## [Objective]
Transcribe, word for word, the line containing "Please pick out the diagonal" and each line following it through the end of the listing below. Omit all other lines.
* * * * * * * * *
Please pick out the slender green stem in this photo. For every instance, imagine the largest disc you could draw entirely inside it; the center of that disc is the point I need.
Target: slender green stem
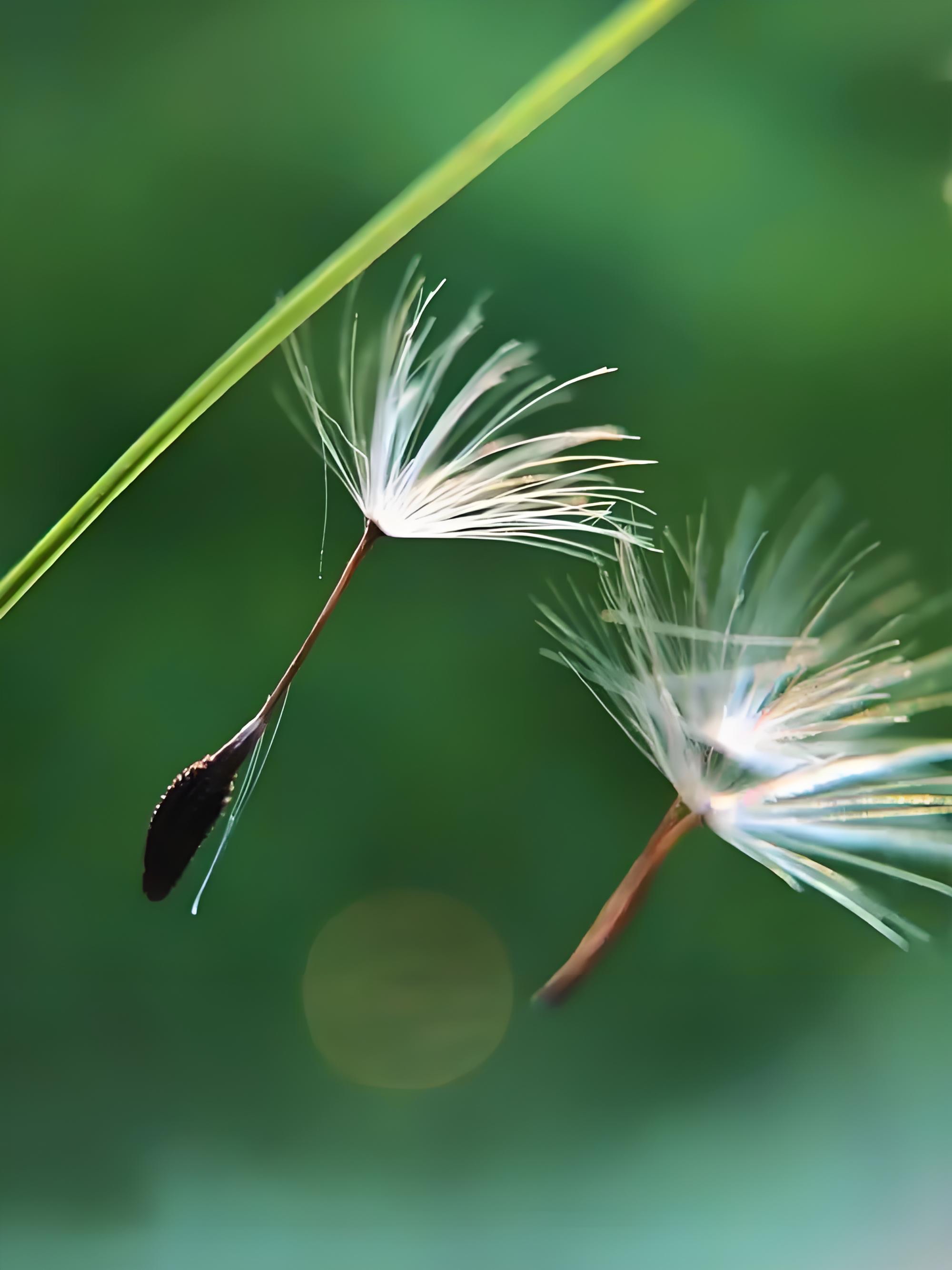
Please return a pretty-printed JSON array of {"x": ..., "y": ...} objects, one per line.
[{"x": 583, "y": 64}]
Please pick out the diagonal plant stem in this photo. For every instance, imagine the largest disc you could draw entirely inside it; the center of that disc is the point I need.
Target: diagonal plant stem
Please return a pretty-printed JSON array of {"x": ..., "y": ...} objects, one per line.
[
  {"x": 582, "y": 65},
  {"x": 621, "y": 906}
]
* * * * * * * * *
## [Exercise output]
Please pick out the diagonal plant stem in this photo. For every instance, imagine the largest disc you could draw entirely inside it; the center of that disc is the point I need.
Target: diagonal plant stem
Please return a pretty-printed JSON array of {"x": ..., "y": ...} objects, one per line.
[
  {"x": 582, "y": 65},
  {"x": 621, "y": 906}
]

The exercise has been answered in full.